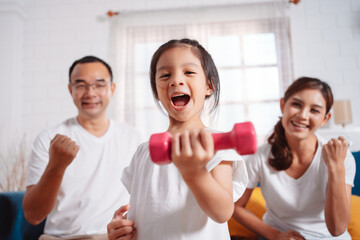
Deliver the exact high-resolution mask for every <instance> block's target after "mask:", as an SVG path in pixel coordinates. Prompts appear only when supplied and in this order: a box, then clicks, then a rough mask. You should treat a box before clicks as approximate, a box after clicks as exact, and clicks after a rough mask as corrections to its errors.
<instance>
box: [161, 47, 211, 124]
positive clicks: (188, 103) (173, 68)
mask: <svg viewBox="0 0 360 240" xmlns="http://www.w3.org/2000/svg"><path fill="white" fill-rule="evenodd" d="M155 80H156V89H157V94H158V100H160V102H161V103H162V105H163V106H164V108H165V109H166V111H167V112H168V114H169V118H170V124H172V123H176V122H188V121H193V120H194V121H201V120H200V115H201V112H202V109H203V107H204V101H205V97H206V96H209V95H211V94H212V93H213V90H212V89H211V87H210V84H209V82H208V81H207V79H206V76H205V73H204V70H203V68H202V65H201V62H200V60H199V59H198V58H197V57H196V56H195V55H194V53H193V52H192V51H191V48H190V47H187V46H184V47H174V48H171V49H168V50H166V51H165V52H164V53H163V54H162V55H161V57H160V58H159V61H158V63H157V65H156V74H155Z"/></svg>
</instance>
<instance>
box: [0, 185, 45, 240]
mask: <svg viewBox="0 0 360 240" xmlns="http://www.w3.org/2000/svg"><path fill="white" fill-rule="evenodd" d="M24 195H25V191H19V192H4V193H0V212H1V214H0V239H4V240H7V239H11V240H18V239H19V240H21V239H29V240H32V239H34V240H35V239H36V240H37V239H38V238H39V236H40V235H41V234H42V233H43V230H44V226H45V220H44V221H43V222H42V223H40V224H39V225H36V226H34V225H31V224H30V223H28V222H27V221H26V219H25V217H24V212H23V208H22V201H23V198H24Z"/></svg>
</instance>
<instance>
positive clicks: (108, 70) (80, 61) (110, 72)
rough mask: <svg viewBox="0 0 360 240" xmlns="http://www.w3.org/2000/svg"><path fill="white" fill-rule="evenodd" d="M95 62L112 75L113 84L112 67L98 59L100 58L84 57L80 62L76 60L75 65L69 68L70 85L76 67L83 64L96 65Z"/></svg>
mask: <svg viewBox="0 0 360 240" xmlns="http://www.w3.org/2000/svg"><path fill="white" fill-rule="evenodd" d="M94 62H99V63H102V64H103V65H104V66H105V67H106V69H107V70H108V71H109V74H110V81H111V82H112V78H113V76H112V71H111V67H110V65H109V64H107V63H106V62H105V61H104V60H102V59H100V58H98V57H95V56H85V57H82V58H80V59H78V60H76V61H75V62H73V64H72V65H71V66H70V68H69V83H70V78H71V73H72V71H73V70H74V68H75V66H76V65H78V64H81V63H94Z"/></svg>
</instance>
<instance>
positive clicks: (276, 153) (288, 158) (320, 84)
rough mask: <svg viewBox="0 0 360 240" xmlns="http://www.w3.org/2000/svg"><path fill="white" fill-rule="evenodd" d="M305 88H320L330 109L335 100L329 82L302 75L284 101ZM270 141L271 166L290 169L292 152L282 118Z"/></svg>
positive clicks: (324, 97)
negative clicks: (289, 145)
mask: <svg viewBox="0 0 360 240" xmlns="http://www.w3.org/2000/svg"><path fill="white" fill-rule="evenodd" d="M304 89H314V90H319V91H320V92H321V94H322V96H323V97H324V100H325V102H326V114H327V113H328V112H329V111H330V109H331V107H332V104H333V101H334V99H333V94H332V92H331V88H330V86H329V85H328V84H327V83H325V82H323V81H321V80H319V79H317V78H310V77H301V78H299V79H297V80H296V81H295V82H293V83H292V84H291V85H290V86H289V87H288V88H287V90H286V92H285V95H284V103H285V102H286V101H287V100H288V99H289V98H290V97H291V96H292V95H293V94H295V93H297V92H300V91H302V90H304ZM268 143H269V144H270V145H271V153H272V155H273V158H270V157H269V164H270V166H272V167H273V168H275V169H276V170H279V171H280V170H286V169H288V168H289V167H290V165H291V163H292V153H291V149H290V147H289V145H288V143H287V140H286V137H285V129H284V127H283V125H282V123H281V118H280V120H279V121H278V122H277V124H276V125H275V127H274V131H273V133H272V134H271V135H270V137H269V138H268Z"/></svg>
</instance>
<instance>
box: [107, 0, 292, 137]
mask: <svg viewBox="0 0 360 240" xmlns="http://www.w3.org/2000/svg"><path fill="white" fill-rule="evenodd" d="M286 8H287V4H286V3H285V2H284V1H280V2H279V1H277V2H274V3H264V4H260V3H257V4H246V5H232V6H223V7H218V6H217V7H207V8H195V9H173V10H169V9H167V10H159V11H151V12H125V13H120V14H119V16H118V17H117V19H114V22H113V25H112V29H113V31H114V32H115V37H114V39H113V43H114V44H115V49H116V51H115V58H116V61H115V66H116V67H114V71H115V75H116V83H117V92H118V93H117V95H116V99H115V108H114V111H115V118H116V119H117V120H120V121H123V122H127V123H129V124H132V125H134V126H136V127H139V128H140V129H142V130H144V131H145V132H147V133H149V134H150V133H152V132H157V131H164V130H166V128H167V117H166V115H165V114H163V113H161V111H159V110H158V109H156V105H155V103H154V100H153V98H152V93H151V87H150V83H149V76H148V72H149V67H150V61H151V56H152V54H153V53H154V52H155V51H156V49H157V48H158V47H159V46H160V45H161V44H163V43H164V42H167V41H168V40H170V39H180V38H185V37H186V38H191V39H196V40H198V41H199V42H200V43H201V44H202V45H203V46H204V47H205V48H206V49H207V50H208V51H209V52H210V54H211V55H213V57H214V58H215V56H220V55H221V54H223V53H225V52H229V54H228V58H231V57H232V55H233V54H237V53H236V52H234V53H232V50H231V49H228V50H226V48H227V47H229V46H222V47H223V48H224V49H222V50H220V53H219V54H217V53H216V51H215V50H216V49H215V48H214V49H215V50H214V52H212V51H211V50H212V46H213V45H214V44H213V43H214V41H213V40H214V39H215V40H216V37H222V36H231V35H234V34H235V35H236V34H237V35H246V34H247V35H251V34H257V33H263V34H266V33H273V34H274V36H276V37H275V39H276V41H275V45H276V63H274V66H276V68H277V69H278V71H279V74H278V79H279V80H278V81H279V94H278V95H279V96H278V98H279V97H280V96H281V95H282V93H283V91H284V89H286V87H287V86H288V85H289V83H290V82H291V81H292V73H291V56H290V53H291V51H290V42H289V39H290V37H289V29H288V20H287V18H286ZM215 42H216V41H215ZM265 47H266V46H265ZM265 47H264V48H263V49H266V48H265ZM274 49H275V48H274ZM242 50H243V49H242ZM245 50H246V49H245ZM258 54H259V58H260V57H261V56H260V55H262V53H258ZM256 57H257V56H255V58H256ZM223 58H224V59H225V60H226V58H227V57H226V56H223ZM221 61H222V60H221V56H220V57H217V58H216V59H215V63H216V65H217V66H218V70H219V69H223V70H224V72H225V70H227V69H228V68H226V64H225V65H224V66H225V67H224V68H221V65H222V64H221ZM260 65H261V64H260ZM260 65H259V66H260ZM262 65H263V66H265V67H266V64H262ZM219 66H220V67H219ZM250 67H251V66H250ZM239 68H241V69H242V68H243V66H240V67H239ZM219 72H220V71H219ZM220 75H221V74H220ZM221 81H223V80H222V79H221ZM221 84H222V83H221ZM229 84H231V83H229ZM224 86H226V84H225V85H224ZM234 95H236V94H234ZM234 97H235V96H234ZM275 100H276V101H277V100H278V99H274V100H273V101H275ZM246 102H248V100H241V101H240V102H237V101H228V102H227V103H229V104H232V103H235V104H244V103H246ZM220 103H221V104H226V103H225V102H224V103H222V102H221V99H220ZM225 115H226V114H225ZM220 118H224V119H230V118H231V116H224V115H222V116H220ZM207 120H210V121H208V122H209V123H210V124H213V121H211V120H212V118H211V116H207V117H206V116H205V121H207ZM237 120H238V119H234V120H233V122H237ZM242 120H252V119H247V117H245V118H244V119H242ZM274 121H275V120H274ZM215 122H216V121H215ZM222 122H223V123H224V124H225V125H226V124H228V125H229V124H232V120H231V121H230V123H229V120H226V121H222ZM213 125H214V126H217V127H219V128H220V129H221V128H222V127H223V128H225V127H224V126H219V125H216V124H213ZM220 125H221V124H220Z"/></svg>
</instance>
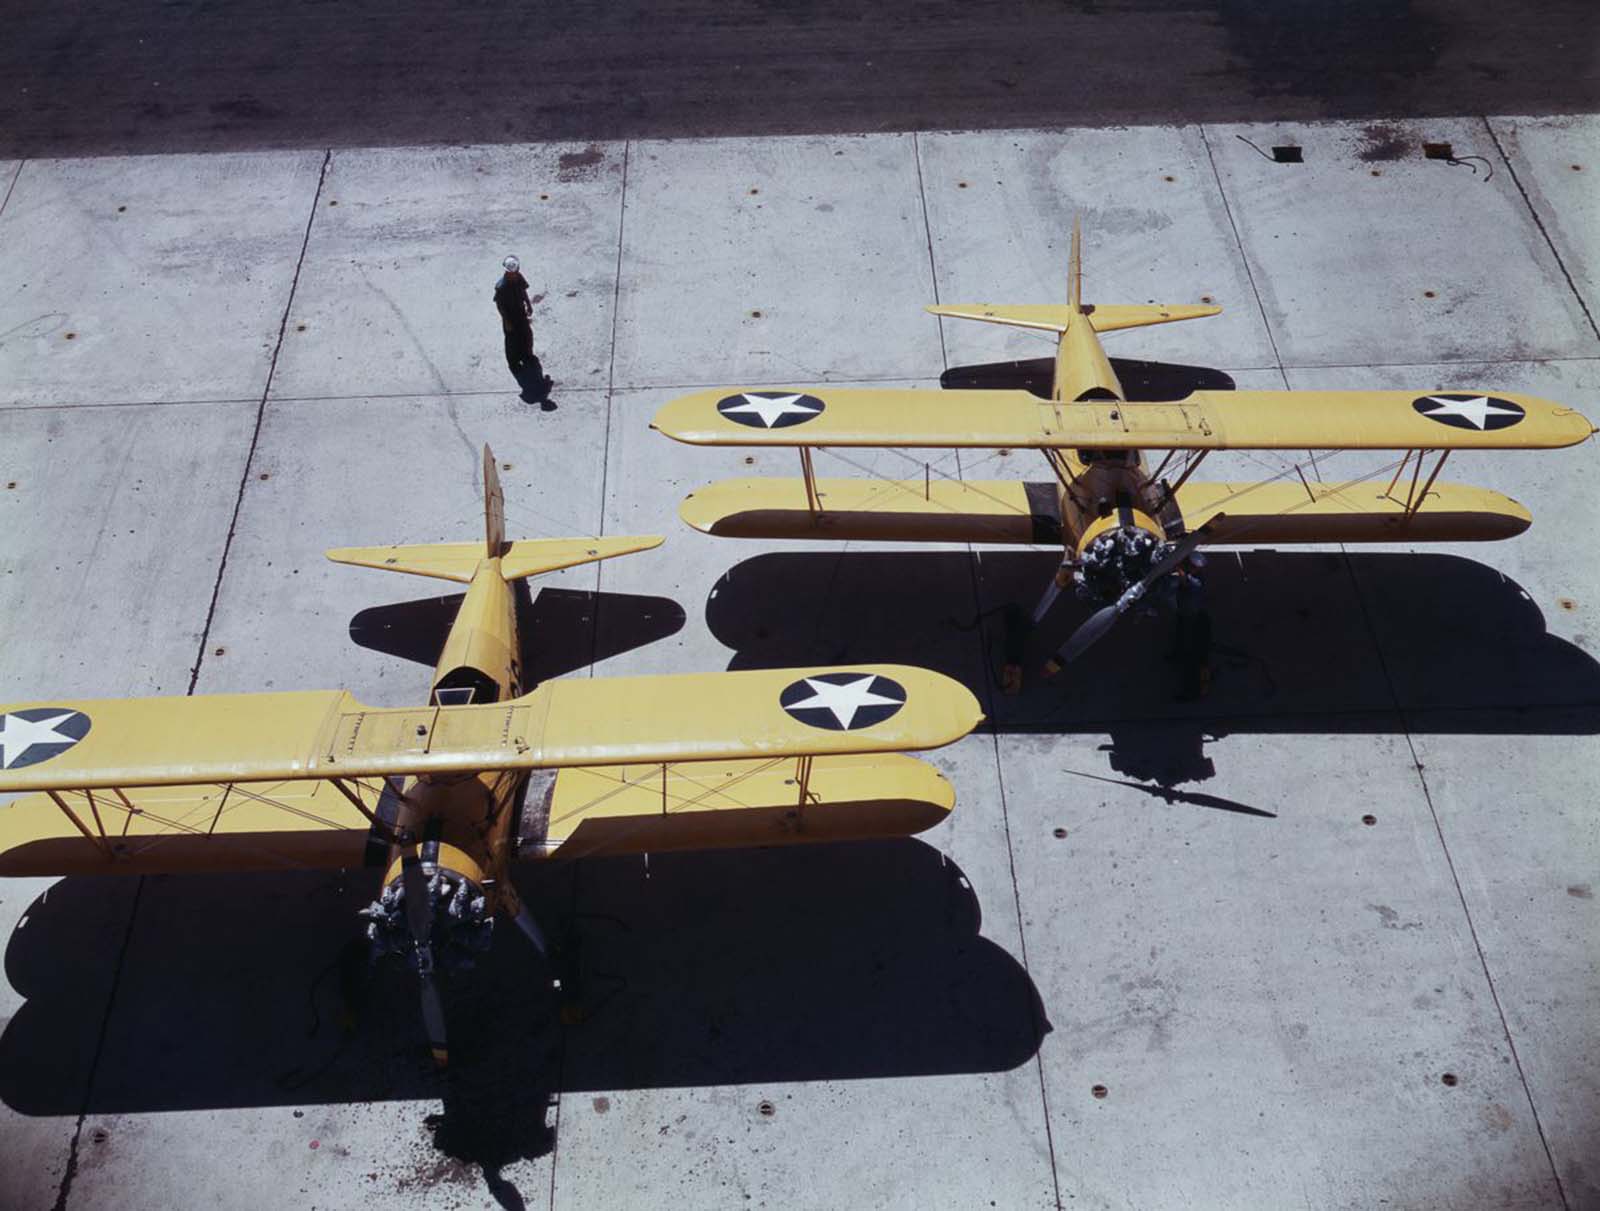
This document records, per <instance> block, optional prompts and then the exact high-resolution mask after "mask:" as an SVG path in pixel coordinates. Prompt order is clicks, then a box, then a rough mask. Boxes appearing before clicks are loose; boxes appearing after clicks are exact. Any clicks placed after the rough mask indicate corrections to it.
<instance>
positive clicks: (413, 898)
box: [400, 854, 434, 947]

§ Job:
Could you pull out, word for word, the rows from the very start through the line that contains "positive clicks: (188, 103) (173, 68)", that line included, while leaving out any pictures?

§ Exercise result:
Deliver the exact high-resolution mask for every <instance> block's target after "mask:", as an SVG path in pixel coordinates. Prompts appear only when supplied and in this order: a box, then clicks, then a rough mask. You should treat a box before clicks as approximate, a box after clicks as exact, and clicks after a rough mask as corrections to its errors.
<instance>
box: [161, 47, 211, 124]
positive clicks: (188, 103) (173, 68)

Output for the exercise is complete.